**STATED EXERCISE:**
According to the forum post about GNU Binutils replacements, why will the llvm-assembler most likely not replace gnu-as?

**SOURCE EXCERPT:**
** Begin **

[GSOC 2018] GNU Binutils replacement

Hello everyone,

My name is Sebastiaan Peters, an undergrad student from The Netherlands.

The project for creating drop-in replacements for GNU Binutils peaked my interest. It would make my day (or my summer) being able to contribute to such a project.

Since I have no experience with llvm besides some basic usage of clang, the first thing I tried was to find out what llvm tools are out there.
However the more I research the more questions I got.
I would very grateful if somebody could answer some of the following questions:

1. Does this project apply to all llvm tools, or just those that have intersecting functionality with the existing GNU Binutils?
For instance the llvm-assembler still provides the same functionality, but does will most likely not be a replacement for gnu-as considering the large amount of features it lacks (not being able to accept or target most architectures).

2. LLD already exists as a drop-in replacement for the GNU linker for compilers[0], would it be desirable if an cli wrapper would be made for this?

3. What happened to tools like llvm-objcopy and llvm-strip?
Documentation is hard to find and are not included in the llvm tools documentation page[0].

4. In the case of missing functionality between 2 tools, Is it the goal to patch up what is missing or to go on to the next tool?

5. Is there a list of preferred tools that should be prioritized?

** End **

[Rows from a pointing dataset]
** Begin **

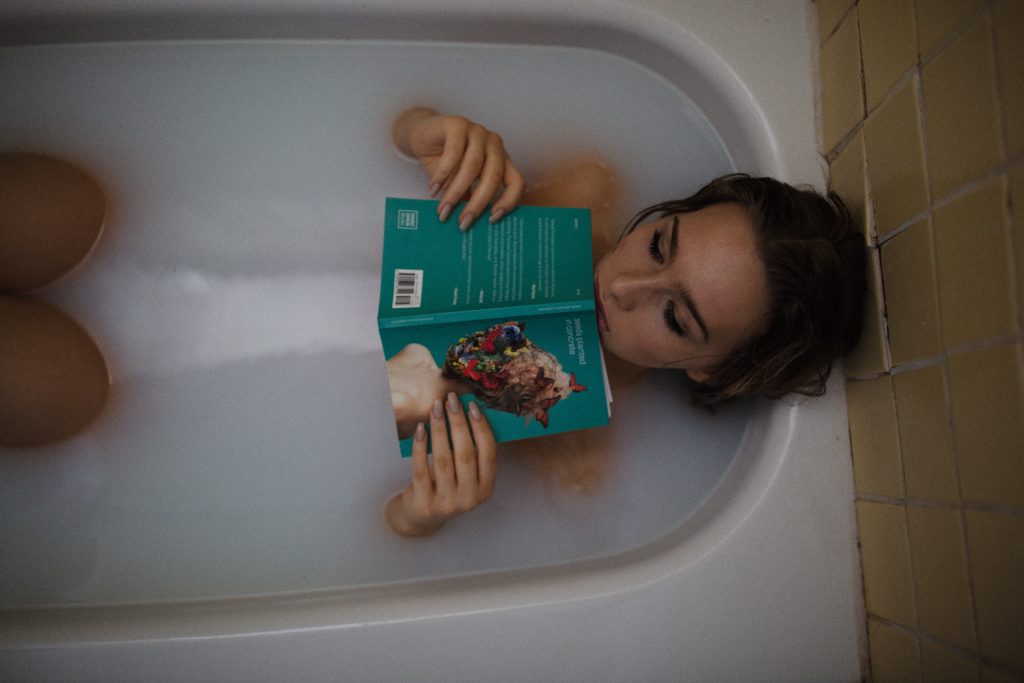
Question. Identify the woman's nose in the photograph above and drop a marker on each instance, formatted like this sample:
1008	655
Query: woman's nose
629	290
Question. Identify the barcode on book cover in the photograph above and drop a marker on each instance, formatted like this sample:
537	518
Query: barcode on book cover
408	288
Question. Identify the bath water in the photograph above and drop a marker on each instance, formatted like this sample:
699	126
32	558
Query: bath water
249	444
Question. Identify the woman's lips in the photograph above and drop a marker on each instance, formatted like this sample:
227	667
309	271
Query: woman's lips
602	321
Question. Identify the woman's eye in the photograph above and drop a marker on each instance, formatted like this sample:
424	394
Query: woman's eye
654	248
670	319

** End **

**RESPONSE TO THIS TASK:**
It lacks a large number of features. In particular, it cannot accept or target most architectures, even though it provides the same functionality.